▶ RECORDS PROVIDED:
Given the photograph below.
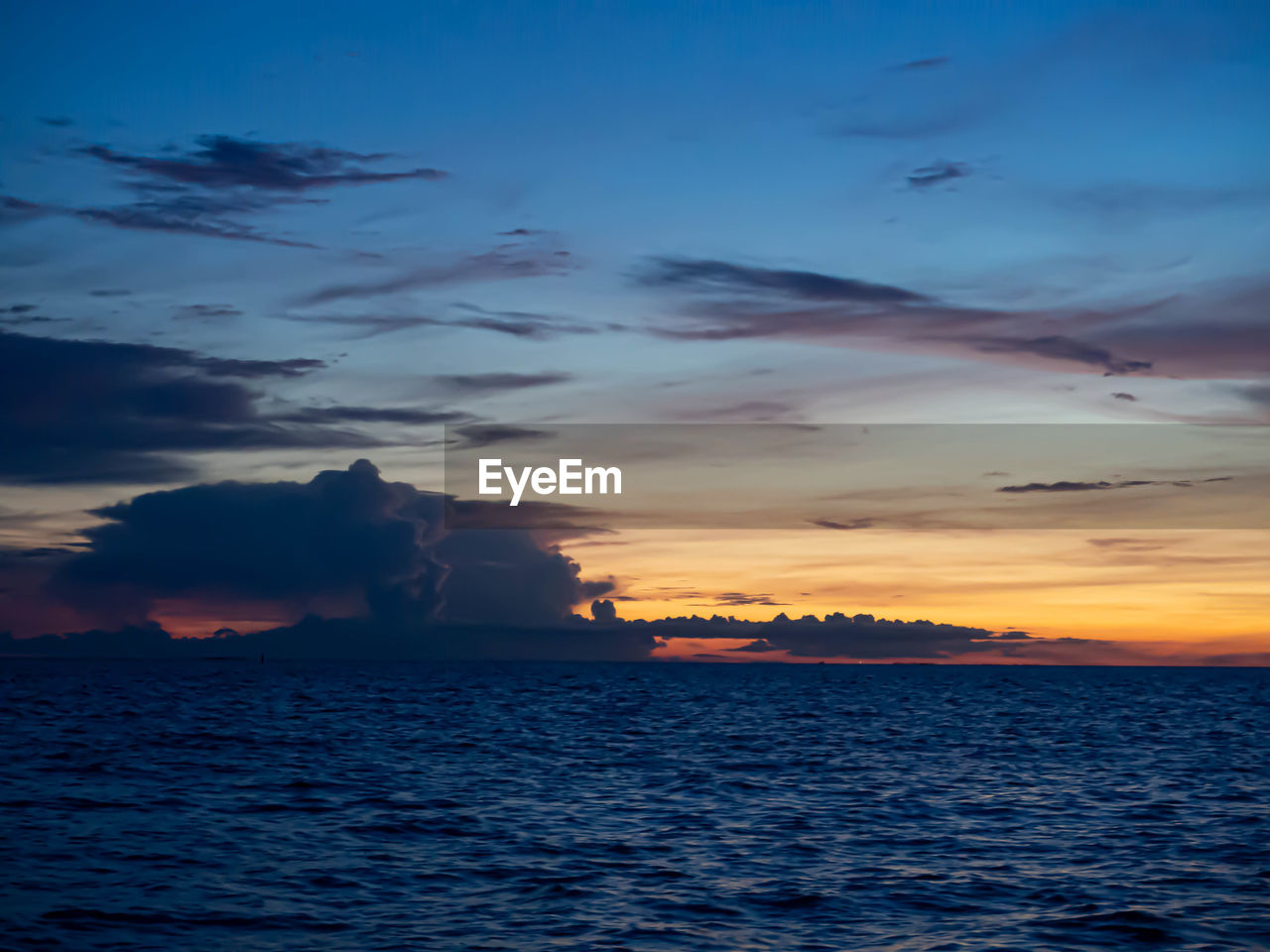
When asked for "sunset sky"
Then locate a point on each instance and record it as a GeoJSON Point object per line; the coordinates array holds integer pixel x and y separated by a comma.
{"type": "Point", "coordinates": [303, 238]}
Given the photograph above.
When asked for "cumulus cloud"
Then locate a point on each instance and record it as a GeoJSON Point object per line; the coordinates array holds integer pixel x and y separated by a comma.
{"type": "Point", "coordinates": [345, 537]}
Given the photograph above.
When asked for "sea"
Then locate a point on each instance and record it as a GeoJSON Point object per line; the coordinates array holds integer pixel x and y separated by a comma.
{"type": "Point", "coordinates": [658, 806]}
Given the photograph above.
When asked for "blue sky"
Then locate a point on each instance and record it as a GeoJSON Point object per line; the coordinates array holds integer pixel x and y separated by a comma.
{"type": "Point", "coordinates": [1037, 162]}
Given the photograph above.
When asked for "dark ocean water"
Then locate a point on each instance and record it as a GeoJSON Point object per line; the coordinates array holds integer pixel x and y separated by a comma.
{"type": "Point", "coordinates": [409, 806]}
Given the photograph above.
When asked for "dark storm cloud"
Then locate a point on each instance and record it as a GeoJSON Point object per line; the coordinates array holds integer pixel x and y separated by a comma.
{"type": "Point", "coordinates": [99, 412]}
{"type": "Point", "coordinates": [937, 173]}
{"type": "Point", "coordinates": [495, 382]}
{"type": "Point", "coordinates": [345, 537]}
{"type": "Point", "coordinates": [808, 286]}
{"type": "Point", "coordinates": [498, 264]}
{"type": "Point", "coordinates": [280, 540]}
{"type": "Point", "coordinates": [227, 163]}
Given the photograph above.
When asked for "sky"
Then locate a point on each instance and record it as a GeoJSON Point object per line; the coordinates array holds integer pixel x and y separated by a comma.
{"type": "Point", "coordinates": [266, 241]}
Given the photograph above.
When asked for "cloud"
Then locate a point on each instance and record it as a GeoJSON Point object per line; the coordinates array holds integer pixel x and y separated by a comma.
{"type": "Point", "coordinates": [497, 264]}
{"type": "Point", "coordinates": [407, 416]}
{"type": "Point", "coordinates": [206, 190]}
{"type": "Point", "coordinates": [937, 173]}
{"type": "Point", "coordinates": [204, 220]}
{"type": "Point", "coordinates": [347, 538]}
{"type": "Point", "coordinates": [495, 382]}
{"type": "Point", "coordinates": [1072, 486]}
{"type": "Point", "coordinates": [14, 211]}
{"type": "Point", "coordinates": [99, 412]}
{"type": "Point", "coordinates": [928, 63]}
{"type": "Point", "coordinates": [522, 324]}
{"type": "Point", "coordinates": [517, 324]}
{"type": "Point", "coordinates": [204, 312]}
{"type": "Point", "coordinates": [743, 598]}
{"type": "Point", "coordinates": [698, 275]}
{"type": "Point", "coordinates": [486, 434]}
{"type": "Point", "coordinates": [739, 302]}
{"type": "Point", "coordinates": [844, 526]}
{"type": "Point", "coordinates": [366, 325]}
{"type": "Point", "coordinates": [1057, 347]}
{"type": "Point", "coordinates": [227, 163]}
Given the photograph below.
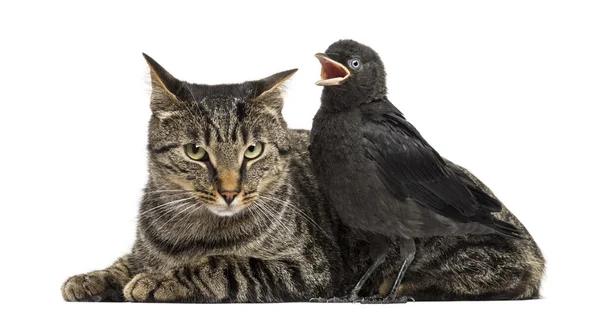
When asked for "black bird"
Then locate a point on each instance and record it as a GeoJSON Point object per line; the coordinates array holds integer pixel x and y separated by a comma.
{"type": "Point", "coordinates": [379, 173]}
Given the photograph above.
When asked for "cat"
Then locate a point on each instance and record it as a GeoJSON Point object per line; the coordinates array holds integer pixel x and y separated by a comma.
{"type": "Point", "coordinates": [232, 213]}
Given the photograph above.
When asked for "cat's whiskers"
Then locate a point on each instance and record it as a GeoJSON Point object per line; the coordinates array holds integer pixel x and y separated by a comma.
{"type": "Point", "coordinates": [275, 215]}
{"type": "Point", "coordinates": [179, 212]}
{"type": "Point", "coordinates": [157, 208]}
{"type": "Point", "coordinates": [298, 211]}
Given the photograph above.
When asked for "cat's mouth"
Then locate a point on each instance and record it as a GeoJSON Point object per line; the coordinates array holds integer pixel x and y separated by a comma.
{"type": "Point", "coordinates": [332, 72]}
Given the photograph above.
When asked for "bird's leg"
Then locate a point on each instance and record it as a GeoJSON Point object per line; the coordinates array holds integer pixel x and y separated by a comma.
{"type": "Point", "coordinates": [378, 251]}
{"type": "Point", "coordinates": [354, 293]}
{"type": "Point", "coordinates": [407, 252]}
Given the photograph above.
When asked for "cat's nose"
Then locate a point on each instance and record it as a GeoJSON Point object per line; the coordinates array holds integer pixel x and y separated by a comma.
{"type": "Point", "coordinates": [229, 195]}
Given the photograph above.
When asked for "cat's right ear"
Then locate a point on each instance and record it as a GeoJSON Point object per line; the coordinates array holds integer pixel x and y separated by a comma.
{"type": "Point", "coordinates": [165, 87]}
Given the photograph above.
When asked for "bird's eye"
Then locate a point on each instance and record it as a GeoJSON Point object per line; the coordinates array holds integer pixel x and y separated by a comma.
{"type": "Point", "coordinates": [253, 151]}
{"type": "Point", "coordinates": [195, 152]}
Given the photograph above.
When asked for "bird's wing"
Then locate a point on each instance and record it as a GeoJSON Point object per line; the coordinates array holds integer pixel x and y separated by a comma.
{"type": "Point", "coordinates": [410, 167]}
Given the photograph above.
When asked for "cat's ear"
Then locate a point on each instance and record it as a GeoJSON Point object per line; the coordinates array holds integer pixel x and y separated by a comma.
{"type": "Point", "coordinates": [165, 87]}
{"type": "Point", "coordinates": [270, 84]}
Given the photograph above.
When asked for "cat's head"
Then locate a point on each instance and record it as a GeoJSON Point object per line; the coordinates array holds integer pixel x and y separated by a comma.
{"type": "Point", "coordinates": [223, 146]}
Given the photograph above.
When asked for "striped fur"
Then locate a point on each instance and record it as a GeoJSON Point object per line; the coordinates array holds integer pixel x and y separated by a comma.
{"type": "Point", "coordinates": [286, 244]}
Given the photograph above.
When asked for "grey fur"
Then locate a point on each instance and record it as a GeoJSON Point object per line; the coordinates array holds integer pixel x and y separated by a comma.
{"type": "Point", "coordinates": [290, 248]}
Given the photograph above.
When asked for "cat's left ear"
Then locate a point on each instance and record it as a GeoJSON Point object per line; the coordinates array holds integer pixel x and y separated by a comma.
{"type": "Point", "coordinates": [270, 84]}
{"type": "Point", "coordinates": [167, 91]}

▶ YOUR OBJECTIVE: Copy the records above exactly, omitting every picture.

▶ REPLY:
Given the photograph below.
When asked for "sunset sky"
Then locate a point on each instance and record it as a GeoJSON Point object per line; the coordinates array holds integer pixel x and y separated by a comma.
{"type": "Point", "coordinates": [303, 238]}
Given the photograph above.
When asked for "cumulus cloud"
Then locate a point on each instance and record it as a GeoJSON Point object per line; the coordinates array holds integer pixel x and y separated by a comma.
{"type": "Point", "coordinates": [345, 537]}
Given the photograph above.
When asked for "sea"
Then locate a point on each instance and record it as a GeoJSON Point object per line; the coordinates array holds integer pixel x and y separated by a comma.
{"type": "Point", "coordinates": [658, 806]}
Given the photograph above.
When asked for "blue sky"
Then locate a point on each instance and record it as a GeoJSON Point object per line; the coordinates array holds integer pixel x and y separated by a comma.
{"type": "Point", "coordinates": [1037, 162]}
Given the photograph above.
When asked for "dark ocean water"
Then locate a point on each instance and record it as a GeoJSON Point object per line; the coordinates array holds integer pixel x and y separated by a comma.
{"type": "Point", "coordinates": [409, 806]}
Given the photograph above.
When asked for "dark storm cloud"
Then locate a point on each instance and record it as a GeoJSON Point object per line; the coordinates array holds integer pixel x and y separated by a comma.
{"type": "Point", "coordinates": [99, 412]}
{"type": "Point", "coordinates": [937, 173]}
{"type": "Point", "coordinates": [495, 382]}
{"type": "Point", "coordinates": [345, 537]}
{"type": "Point", "coordinates": [808, 286]}
{"type": "Point", "coordinates": [498, 264]}
{"type": "Point", "coordinates": [280, 540]}
{"type": "Point", "coordinates": [227, 163]}
Given the photograph above.
When asked for "sky"
Then locate a point on each instance and record it as a GeoJSON Point object per line; the coordinates array holds integer pixel x and y separated by a comma.
{"type": "Point", "coordinates": [266, 241]}
Given the photograph above.
When asked for "cloud"
Then locate a point on each instance and record it as a GeoJSON Point object per line; the coordinates array holds integer pixel x and y separated by a comma.
{"type": "Point", "coordinates": [497, 264]}
{"type": "Point", "coordinates": [407, 416]}
{"type": "Point", "coordinates": [206, 190]}
{"type": "Point", "coordinates": [937, 173]}
{"type": "Point", "coordinates": [204, 220]}
{"type": "Point", "coordinates": [347, 538]}
{"type": "Point", "coordinates": [495, 382]}
{"type": "Point", "coordinates": [1072, 486]}
{"type": "Point", "coordinates": [14, 211]}
{"type": "Point", "coordinates": [99, 412]}
{"type": "Point", "coordinates": [928, 63]}
{"type": "Point", "coordinates": [522, 324]}
{"type": "Point", "coordinates": [517, 324]}
{"type": "Point", "coordinates": [204, 312]}
{"type": "Point", "coordinates": [743, 598]}
{"type": "Point", "coordinates": [698, 275]}
{"type": "Point", "coordinates": [486, 434]}
{"type": "Point", "coordinates": [739, 302]}
{"type": "Point", "coordinates": [844, 526]}
{"type": "Point", "coordinates": [366, 325]}
{"type": "Point", "coordinates": [1057, 347]}
{"type": "Point", "coordinates": [227, 163]}
Given the photograph below.
When asked for "black bird"
Then locate a point on each instance and record it as a GeoJSON Point object per line; the coordinates array holds integer pixel x and y separated by a comma.
{"type": "Point", "coordinates": [379, 173]}
Given the photograph above.
When asked for "cat"
Then locate a point on each instance and record it as a GeoJSON Point object per line; the coordinates array holds integer pixel x and y separated by a comma.
{"type": "Point", "coordinates": [232, 213]}
Given the photograph above.
When asked for "cat's whiskers"
Then locate a point on each instance and record it as a GeoJSON Point object per line; the coordinates array holds integer pixel x and y separated by a comma.
{"type": "Point", "coordinates": [275, 215]}
{"type": "Point", "coordinates": [179, 212]}
{"type": "Point", "coordinates": [157, 208]}
{"type": "Point", "coordinates": [298, 211]}
Given the photograph above.
When asked for "cat's mouth"
Then locate a point on each instance and record it as a GeoJSON Point object per line; the coordinates array holds integer pixel x and y separated by a comma.
{"type": "Point", "coordinates": [332, 72]}
Given the photograph above.
When asked for "bird's leg"
Then locate a point on each instance and record it as a GeoJSON Point object per line; the coordinates array holds integer pixel x and y separated by a comma.
{"type": "Point", "coordinates": [378, 251]}
{"type": "Point", "coordinates": [354, 293]}
{"type": "Point", "coordinates": [407, 252]}
Given the photograph above.
When asked for "cat's nose"
Then locate a point on each instance and record it as a GeoJSON Point object per line; the coordinates array holds integer pixel x and y separated by a comma.
{"type": "Point", "coordinates": [229, 195]}
Given the photograph above.
When asked for "cat's right ear"
Then locate a point on each instance and record it as a GeoJSON Point object per line; the coordinates array holds integer pixel x and y separated by a comma.
{"type": "Point", "coordinates": [165, 87]}
Given the photograph above.
When asked for "bird's eye"
Then locate a point on each instance and record it as a GeoJSON Point object per line; the coordinates array holds integer pixel x and y separated by a comma.
{"type": "Point", "coordinates": [253, 151]}
{"type": "Point", "coordinates": [195, 152]}
Given the photograph above.
When asked for "bird's wing"
Then locate a point on each instance and record it as a GeoJSON Point object per line; the coordinates array holds integer pixel x and y separated by a comma.
{"type": "Point", "coordinates": [410, 167]}
Given the photograph above.
When asked for "cat's ear"
Then locate a point on each instance and record it as a GeoJSON Point object per line; the coordinates array holds integer pixel x and y separated by a comma.
{"type": "Point", "coordinates": [165, 87]}
{"type": "Point", "coordinates": [270, 84]}
Given the photograph above.
When asked for "cat's head"
Then locate a point on each instance and record it as a GeoJSON Point object per line; the coordinates array holds integer pixel x and y separated by a comma.
{"type": "Point", "coordinates": [223, 146]}
Given the photograph above.
When asked for "striped fur"
Then locate a point on each instance and record it as a GeoJSON Point object per line; the coordinates array holds integer pixel x and y separated by a comma.
{"type": "Point", "coordinates": [286, 244]}
Given the photograph above.
When asked for "grey fur"
Then locate a point on each instance and record it as a GeoJSON Point object per line; the coordinates array holds integer pixel x and y separated by a comma.
{"type": "Point", "coordinates": [290, 248]}
Given the photograph above.
When asked for "cat's left ear"
Then locate a point on each instance and record it as a GeoJSON Point object per line; the coordinates array holds integer pixel x and y separated by a comma.
{"type": "Point", "coordinates": [270, 84]}
{"type": "Point", "coordinates": [167, 91]}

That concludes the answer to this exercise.